DOCUMENT SEGMENT »
============

10

This has been asked a million times but every time the answer is subject to "it depends on your requirements" condition, so I cannot extract a general guideline to apply to my case. So I ask again.

I have a 24 bays disk server (dual Xeon Silver 4210R with 128 GB RAM and CentOS 7) and 16 TB disks to store scientific data, organized in large files (size ~ GB) which are typically written once and then processed many times (the output of this processing does not matter for what follows). Data is mission critical but to some extent recoverable from other storage sites, so a failure with data loss is a big issue but probably not a killer. Available disk space should be maxed within the previous constraints. To summarize, in order of decreasing importance my constraints are:

  1. data integrity
  2. read performance
  3. available disk space

My tentative solution is to use a hardware RAID 60 level with two RAID 6 arrays of 12 disks each, and the ZFS filesystem. In my poor understanding, RAID 60 should provide a more reliable and read-performant solution than RAID 6 with a reasonable loss in terms of available space, and ZFS is a good choice for a fault-tolerant filesystem. I have no clue about possible downsides of this configuration (e.g. array rebuild time? A different filesystem?) nor about possible better alternatives, so I'd like to hear some informed opinion.

Thanks in advance for any suggestion.

============

GIVEN REQUEST A » Rewrite the storage post from "This has been" through "I ask again.", replacing "a million times" with "countless times".

TASK DATA »

============

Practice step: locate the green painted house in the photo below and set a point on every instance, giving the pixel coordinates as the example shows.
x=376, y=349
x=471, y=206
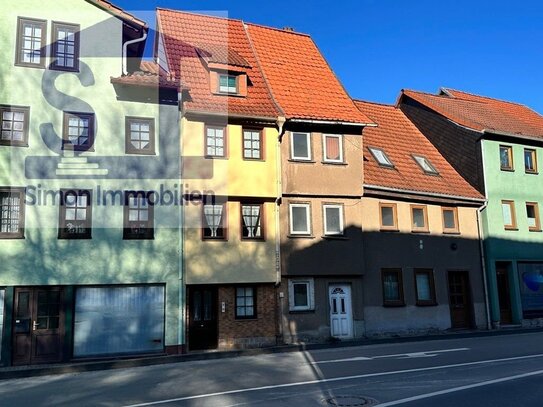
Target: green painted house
x=495, y=145
x=89, y=187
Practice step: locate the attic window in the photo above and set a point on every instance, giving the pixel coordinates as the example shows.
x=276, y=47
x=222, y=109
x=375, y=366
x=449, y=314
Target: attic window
x=425, y=164
x=381, y=157
x=228, y=84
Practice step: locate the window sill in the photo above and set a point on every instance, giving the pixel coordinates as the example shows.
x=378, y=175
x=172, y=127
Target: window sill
x=340, y=163
x=301, y=236
x=334, y=237
x=426, y=304
x=304, y=311
x=394, y=305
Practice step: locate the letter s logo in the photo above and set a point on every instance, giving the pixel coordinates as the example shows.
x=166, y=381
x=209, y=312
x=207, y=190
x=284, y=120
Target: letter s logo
x=63, y=102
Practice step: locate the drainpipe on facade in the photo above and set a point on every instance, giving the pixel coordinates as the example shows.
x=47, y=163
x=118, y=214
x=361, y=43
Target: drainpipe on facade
x=125, y=50
x=481, y=243
x=280, y=123
x=483, y=262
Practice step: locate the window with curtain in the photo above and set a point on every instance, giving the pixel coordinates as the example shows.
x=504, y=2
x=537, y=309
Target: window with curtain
x=392, y=287
x=251, y=216
x=214, y=221
x=424, y=285
x=333, y=148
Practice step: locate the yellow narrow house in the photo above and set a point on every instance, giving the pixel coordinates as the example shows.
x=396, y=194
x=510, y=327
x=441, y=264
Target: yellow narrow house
x=229, y=142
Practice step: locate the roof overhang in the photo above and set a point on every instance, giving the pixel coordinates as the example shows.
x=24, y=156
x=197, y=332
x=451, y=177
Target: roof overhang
x=411, y=194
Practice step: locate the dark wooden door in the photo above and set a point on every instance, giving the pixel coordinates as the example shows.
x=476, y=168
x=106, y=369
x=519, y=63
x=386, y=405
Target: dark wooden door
x=459, y=299
x=202, y=318
x=504, y=295
x=38, y=325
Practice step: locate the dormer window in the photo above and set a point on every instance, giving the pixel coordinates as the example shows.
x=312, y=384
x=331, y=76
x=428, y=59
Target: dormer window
x=381, y=157
x=228, y=83
x=426, y=165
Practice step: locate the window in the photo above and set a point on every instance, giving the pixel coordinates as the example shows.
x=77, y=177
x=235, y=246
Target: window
x=228, y=84
x=252, y=144
x=12, y=213
x=215, y=141
x=245, y=302
x=333, y=219
x=381, y=157
x=301, y=294
x=532, y=212
x=509, y=217
x=65, y=48
x=138, y=215
x=506, y=158
x=214, y=221
x=419, y=218
x=389, y=220
x=31, y=37
x=14, y=126
x=78, y=131
x=426, y=165
x=530, y=160
x=450, y=220
x=392, y=287
x=299, y=219
x=424, y=287
x=140, y=135
x=75, y=219
x=106, y=320
x=333, y=148
x=300, y=146
x=251, y=218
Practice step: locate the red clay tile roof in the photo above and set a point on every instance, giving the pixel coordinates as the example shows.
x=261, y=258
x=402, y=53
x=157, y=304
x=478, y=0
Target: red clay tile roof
x=400, y=139
x=482, y=113
x=119, y=12
x=300, y=79
x=185, y=35
x=149, y=75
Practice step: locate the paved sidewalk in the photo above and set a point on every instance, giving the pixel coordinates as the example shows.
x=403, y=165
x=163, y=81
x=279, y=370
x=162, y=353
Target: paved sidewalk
x=147, y=360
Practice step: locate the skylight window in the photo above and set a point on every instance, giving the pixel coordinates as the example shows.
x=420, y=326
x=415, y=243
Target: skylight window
x=425, y=164
x=381, y=157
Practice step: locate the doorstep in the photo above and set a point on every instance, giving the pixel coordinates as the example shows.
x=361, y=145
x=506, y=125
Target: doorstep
x=16, y=372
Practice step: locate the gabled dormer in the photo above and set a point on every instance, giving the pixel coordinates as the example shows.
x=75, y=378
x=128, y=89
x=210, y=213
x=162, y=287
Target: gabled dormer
x=228, y=71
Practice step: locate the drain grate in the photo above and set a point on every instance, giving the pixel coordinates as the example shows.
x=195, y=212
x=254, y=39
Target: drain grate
x=351, y=401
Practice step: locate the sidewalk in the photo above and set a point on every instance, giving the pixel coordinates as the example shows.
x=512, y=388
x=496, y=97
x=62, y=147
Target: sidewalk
x=129, y=362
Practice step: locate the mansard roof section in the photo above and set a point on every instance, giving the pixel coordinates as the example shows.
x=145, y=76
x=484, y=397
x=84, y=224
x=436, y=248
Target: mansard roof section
x=196, y=45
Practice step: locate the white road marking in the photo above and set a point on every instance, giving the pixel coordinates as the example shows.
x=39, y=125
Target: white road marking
x=333, y=379
x=424, y=354
x=460, y=388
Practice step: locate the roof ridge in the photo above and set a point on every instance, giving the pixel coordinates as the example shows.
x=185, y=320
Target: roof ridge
x=259, y=65
x=375, y=103
x=192, y=13
x=278, y=29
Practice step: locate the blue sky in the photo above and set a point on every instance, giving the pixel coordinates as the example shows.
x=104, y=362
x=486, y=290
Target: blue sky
x=377, y=47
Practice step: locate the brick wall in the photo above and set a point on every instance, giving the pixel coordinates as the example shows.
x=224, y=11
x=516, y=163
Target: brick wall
x=458, y=145
x=247, y=333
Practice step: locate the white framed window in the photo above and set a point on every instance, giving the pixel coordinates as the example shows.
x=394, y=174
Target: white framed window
x=381, y=157
x=228, y=84
x=333, y=219
x=332, y=148
x=301, y=294
x=425, y=164
x=299, y=219
x=300, y=146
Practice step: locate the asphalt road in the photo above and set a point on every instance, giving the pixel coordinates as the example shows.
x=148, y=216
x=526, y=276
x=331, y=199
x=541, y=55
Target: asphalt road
x=491, y=371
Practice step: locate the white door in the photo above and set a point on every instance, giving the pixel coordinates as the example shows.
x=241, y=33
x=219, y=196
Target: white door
x=341, y=314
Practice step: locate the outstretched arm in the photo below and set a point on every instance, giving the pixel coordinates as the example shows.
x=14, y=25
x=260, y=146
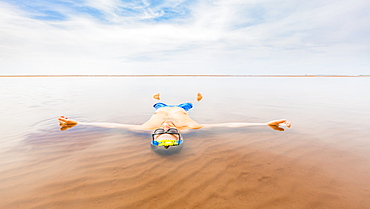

============

GIVEN REQUEST B » Copy the records word for word from their first line through the line containing "x=483, y=262", omitting the pictures.

RIGHT ANSWER A »
This has been asked countless times but every time the answer is subject to "it depends on your requirements" condition, so I cannot extract a general guideline to apply to my case. So I ask again.

RIGHT ANSWER B »
Practice step: locate the green painted house in the photo below and set a point on every instance, giving the pixel coordinates as the example shows.
x=376, y=349
x=471, y=206
Target: green painted house
x=495, y=145
x=89, y=187
Practice step: locate the attic window in the photo above and set a point on every instance, giving the pixel coordinates as the example shows.
x=276, y=47
x=222, y=109
x=375, y=366
x=449, y=314
Target: attic window
x=425, y=164
x=381, y=157
x=228, y=84
Practice step: locate the window sill in the photo above and set a point on every instance, giving the pixel coordinates as the example shows.
x=378, y=175
x=172, y=127
Target: window sill
x=340, y=163
x=301, y=236
x=334, y=237
x=426, y=304
x=304, y=311
x=394, y=305
Practice step: locate the letter s logo in the photo above and set a point on every instance, giving the pixel coordinates as the example shows.
x=166, y=381
x=209, y=312
x=207, y=190
x=284, y=120
Target: letter s logo
x=63, y=102
Practice step: locate the drainpipe on facade in the photo above and set a point on every instance, giving the pixel coordinates as the example shows.
x=47, y=163
x=118, y=214
x=361, y=43
Target: drainpipe on facade
x=125, y=50
x=481, y=243
x=280, y=123
x=483, y=262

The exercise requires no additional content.